DIRECTIONS FOR THIS TASK:
Without changing anything, output the records below.

# # # #

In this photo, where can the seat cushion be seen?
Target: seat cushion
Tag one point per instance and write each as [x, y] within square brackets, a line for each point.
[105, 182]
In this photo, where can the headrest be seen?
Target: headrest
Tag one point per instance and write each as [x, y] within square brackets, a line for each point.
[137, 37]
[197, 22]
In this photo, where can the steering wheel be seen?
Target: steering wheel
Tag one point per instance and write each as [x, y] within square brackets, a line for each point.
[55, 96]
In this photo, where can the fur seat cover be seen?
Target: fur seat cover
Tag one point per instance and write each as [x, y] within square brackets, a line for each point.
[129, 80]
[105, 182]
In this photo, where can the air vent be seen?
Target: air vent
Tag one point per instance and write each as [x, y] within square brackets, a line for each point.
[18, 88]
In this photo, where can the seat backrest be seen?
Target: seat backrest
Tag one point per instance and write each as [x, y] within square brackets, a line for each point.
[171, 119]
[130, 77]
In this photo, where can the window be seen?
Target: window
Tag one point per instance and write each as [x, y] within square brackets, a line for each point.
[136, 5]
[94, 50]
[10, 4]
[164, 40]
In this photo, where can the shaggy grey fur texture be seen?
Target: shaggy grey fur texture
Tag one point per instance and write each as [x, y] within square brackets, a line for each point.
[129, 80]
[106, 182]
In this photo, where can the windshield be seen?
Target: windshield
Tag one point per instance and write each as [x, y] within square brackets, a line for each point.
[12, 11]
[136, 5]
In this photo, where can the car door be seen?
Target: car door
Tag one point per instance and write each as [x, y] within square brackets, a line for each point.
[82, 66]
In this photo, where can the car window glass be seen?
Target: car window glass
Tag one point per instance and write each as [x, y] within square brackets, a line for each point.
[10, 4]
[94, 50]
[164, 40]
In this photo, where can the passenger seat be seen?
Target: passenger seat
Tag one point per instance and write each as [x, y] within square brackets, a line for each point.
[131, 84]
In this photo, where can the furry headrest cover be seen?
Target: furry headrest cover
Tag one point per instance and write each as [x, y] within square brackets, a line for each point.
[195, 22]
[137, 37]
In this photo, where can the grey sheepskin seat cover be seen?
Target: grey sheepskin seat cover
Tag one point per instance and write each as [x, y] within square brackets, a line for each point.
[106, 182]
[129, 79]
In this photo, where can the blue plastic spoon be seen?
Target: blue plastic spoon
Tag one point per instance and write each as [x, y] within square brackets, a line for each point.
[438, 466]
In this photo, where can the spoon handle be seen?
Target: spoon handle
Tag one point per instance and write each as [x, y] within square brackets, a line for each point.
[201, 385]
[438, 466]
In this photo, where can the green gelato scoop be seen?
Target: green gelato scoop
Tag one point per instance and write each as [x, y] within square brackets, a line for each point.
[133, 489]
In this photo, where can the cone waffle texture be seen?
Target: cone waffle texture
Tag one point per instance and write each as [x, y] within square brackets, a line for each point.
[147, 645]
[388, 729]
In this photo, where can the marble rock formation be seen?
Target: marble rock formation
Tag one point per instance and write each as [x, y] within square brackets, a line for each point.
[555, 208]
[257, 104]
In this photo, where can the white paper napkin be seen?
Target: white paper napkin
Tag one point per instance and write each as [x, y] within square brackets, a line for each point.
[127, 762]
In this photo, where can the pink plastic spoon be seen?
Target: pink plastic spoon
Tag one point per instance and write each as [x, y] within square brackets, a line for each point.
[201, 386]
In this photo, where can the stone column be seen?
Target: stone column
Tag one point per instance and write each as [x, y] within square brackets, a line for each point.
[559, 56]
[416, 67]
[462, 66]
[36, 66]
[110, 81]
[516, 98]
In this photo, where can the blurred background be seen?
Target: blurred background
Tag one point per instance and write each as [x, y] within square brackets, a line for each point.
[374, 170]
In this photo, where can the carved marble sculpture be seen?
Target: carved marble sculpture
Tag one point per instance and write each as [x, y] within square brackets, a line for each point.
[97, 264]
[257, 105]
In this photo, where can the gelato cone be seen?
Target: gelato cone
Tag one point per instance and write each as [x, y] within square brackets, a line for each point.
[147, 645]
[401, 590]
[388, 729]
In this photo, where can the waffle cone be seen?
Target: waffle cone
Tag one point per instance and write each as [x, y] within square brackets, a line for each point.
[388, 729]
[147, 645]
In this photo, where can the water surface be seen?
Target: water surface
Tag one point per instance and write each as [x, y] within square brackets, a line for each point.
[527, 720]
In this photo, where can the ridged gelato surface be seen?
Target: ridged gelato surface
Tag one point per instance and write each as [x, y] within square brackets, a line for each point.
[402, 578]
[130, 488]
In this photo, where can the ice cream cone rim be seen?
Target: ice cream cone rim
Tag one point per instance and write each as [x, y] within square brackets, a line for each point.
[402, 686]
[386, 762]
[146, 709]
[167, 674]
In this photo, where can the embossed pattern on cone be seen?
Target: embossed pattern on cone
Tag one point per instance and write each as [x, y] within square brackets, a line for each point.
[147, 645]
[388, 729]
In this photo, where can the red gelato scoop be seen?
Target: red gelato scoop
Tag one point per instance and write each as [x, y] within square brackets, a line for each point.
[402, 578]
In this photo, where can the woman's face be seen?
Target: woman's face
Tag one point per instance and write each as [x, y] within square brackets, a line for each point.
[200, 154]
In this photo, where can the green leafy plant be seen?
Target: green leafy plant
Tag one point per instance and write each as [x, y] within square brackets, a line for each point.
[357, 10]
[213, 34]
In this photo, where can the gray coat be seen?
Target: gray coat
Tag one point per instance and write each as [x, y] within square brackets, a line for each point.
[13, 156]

# # # #

ANSWER SECTION:
In this photo, where can the seat cushion be seen?
Target: seat cushion
Tag one point per instance and write each as [x, y] within square brackets, a line for each point.
[105, 182]
In this photo, where can the headrest be seen?
Target: headrest
Tag one point per instance and write each as [x, y] within square brackets, a line for each point.
[137, 37]
[197, 22]
In this photo, where can the steering wheel be seen?
Target: steering wheel
Tag one point per instance and write each as [x, y] within square brackets, a line for each point.
[55, 96]
In this photo, where can the fur seat cover be seen?
Target: fur seat cover
Tag one point per instance and write each as [x, y] within square brackets, a line for each point.
[129, 80]
[105, 182]
In this photo, where can the air vent be seen?
Target: air vent
Tag one point per instance and write each as [x, y] within square brackets, a line for each point.
[18, 88]
In this photo, where can the seat backrest be seen?
Target: seat backrest
Tag one point per instance and write each as [x, y] within square brackets, a line for each point.
[171, 119]
[130, 77]
In this photo, where can the window be seen?
Target: window
Tag one point per instance and write each as [x, y] within square brackets, a line for each point.
[136, 5]
[94, 50]
[10, 4]
[164, 40]
In this photo, where can the shaggy grey fur texture be seen?
Target: shaggy grey fur texture
Tag one point per instance and write each as [x, y] within square brackets, a line for each point.
[129, 80]
[106, 182]
In this photo, where can the windshield be seen?
Target: windshield
Tag one point per instance and write each as [x, y] within square brackets, a line for each point.
[12, 11]
[136, 5]
In this photo, where can the car door be seen?
Target: car door
Tag one point per instance and write each as [x, y] within square brackets, a line for each point.
[82, 66]
In this photo, where can the car window glass be seen?
Target: car window glass
Tag one point per instance and write each as [x, y] within square brackets, a line for each point.
[10, 4]
[94, 50]
[164, 40]
In this photo, where can the passenger seat be seen?
Target: passenger seat
Tag one point per instance and write each as [x, y] within square brackets, a line for each point.
[131, 84]
In this photo, where can the furry headrest cover be seen?
Target: furry headrest cover
Tag one point per instance and write each as [x, y] within square brackets, a line for each point.
[195, 22]
[137, 37]
In this photo, where can the grey sheepskin seat cover be seen?
Target: grey sheepskin seat cover
Tag one point per instance and write each as [x, y] within square brackets, a line for each point.
[106, 182]
[129, 79]
In this photo, where can the blue plastic spoon be seen?
Target: blue plastic spoon
Tag one point per instance and write each as [x, y] within square brackets, a line for each point.
[438, 466]
In this photo, where can the spoon handle be seen?
Target: spoon handle
Tag one point per instance and write each as [x, y] within square brackets, a line for each point.
[201, 385]
[438, 466]
In this photo, where can the green gelato scoop be seen?
Target: green gelato scoop
Tag one point per instance and write each as [x, y] within square brackets, a line for each point.
[133, 489]
In this photo, where can the cone waffle texture be seen?
Target: cone waffle texture
Tag one point per instance and write each as [x, y] within square brackets, a line for each point.
[147, 645]
[388, 729]
In this photo, where can the marble rock formation be seen?
Target: marble rock formation
Tag one point per instance and write each as [x, y] within square brackets, a line for each point.
[555, 208]
[257, 104]
In this photo, where can the white paper napkin be seen?
Target: white paper napkin
Tag one point per instance and write each as [x, y] within square brackets, a line for each point.
[127, 762]
In this photo, where can the pink plastic spoon be seen?
Target: pink plastic spoon
Tag one point per instance and write each as [x, y] within square brackets, a line for each point.
[201, 386]
In this photo, where can the stone column be seen?
Target: stone column
Tag one point per instance and write each as [x, y] within square brackets, a line for each point.
[559, 56]
[416, 67]
[462, 66]
[36, 66]
[110, 81]
[516, 98]
In this photo, where can the blurred background be seen?
Target: blurred background
Tag one point per instance and write each as [x, y] within square brackets, a line for each point.
[374, 170]
In this photo, where can the carved marble sculpture be seen?
Target: carved marble sculpture
Tag one point per instance and write each as [x, y] within square brackets, a line for each point.
[97, 264]
[257, 105]
In this photo, where can the gelato cone be seen?
Target: gelato cone
Tag one point per instance and write each as [x, y] within square brackets, a line for each point.
[147, 645]
[401, 590]
[388, 729]
In this photo, where can the waffle cone be seen?
Target: waffle cone
Tag one point per instance and write each as [x, y] within square brackets, a line for each point.
[388, 729]
[147, 645]
In this photo, where can the water surface be seen?
Target: water surface
Tag one point per instance and write each as [x, y] within square brackets, a line for each point.
[527, 720]
In this photo, where can the ridged gelato surface be seen?
Target: ridged gelato surface
Tag one point per instance and write each as [x, y] within square brackets, a line for each point.
[402, 578]
[130, 488]
In this photo, where can the ice cream cone rim be seen?
Target: ice cream cone rim
Tag one point per instance and write each as [x, y] within square brackets, a line for each point.
[402, 686]
[386, 762]
[146, 709]
[167, 674]
In this photo, where can the embossed pattern on cone be seen?
Target: embossed pattern on cone
Tag one point per instance and write each as [x, y] within square brackets, a line for each point.
[147, 645]
[388, 729]
In this photo, where can the red gelato scoop be seen?
Target: red gelato scoop
Tag one point per instance and write each as [x, y] within square brackets, a line for each point.
[402, 578]
In this photo, where can the woman's face be seen?
Target: woman's face
Tag one point per instance and write each as [x, y] within square brackets, a line for each point.
[200, 154]
In this photo, where can the green leafy plant be seen?
Target: green leafy plant
Tag one point per instance and write each as [x, y] within square brackets, a line for each point.
[357, 10]
[213, 34]
In this photo, where can the gray coat be seen?
Target: gray coat
Tag one point per instance and write each as [x, y] within square brackets, a line for each point.
[13, 156]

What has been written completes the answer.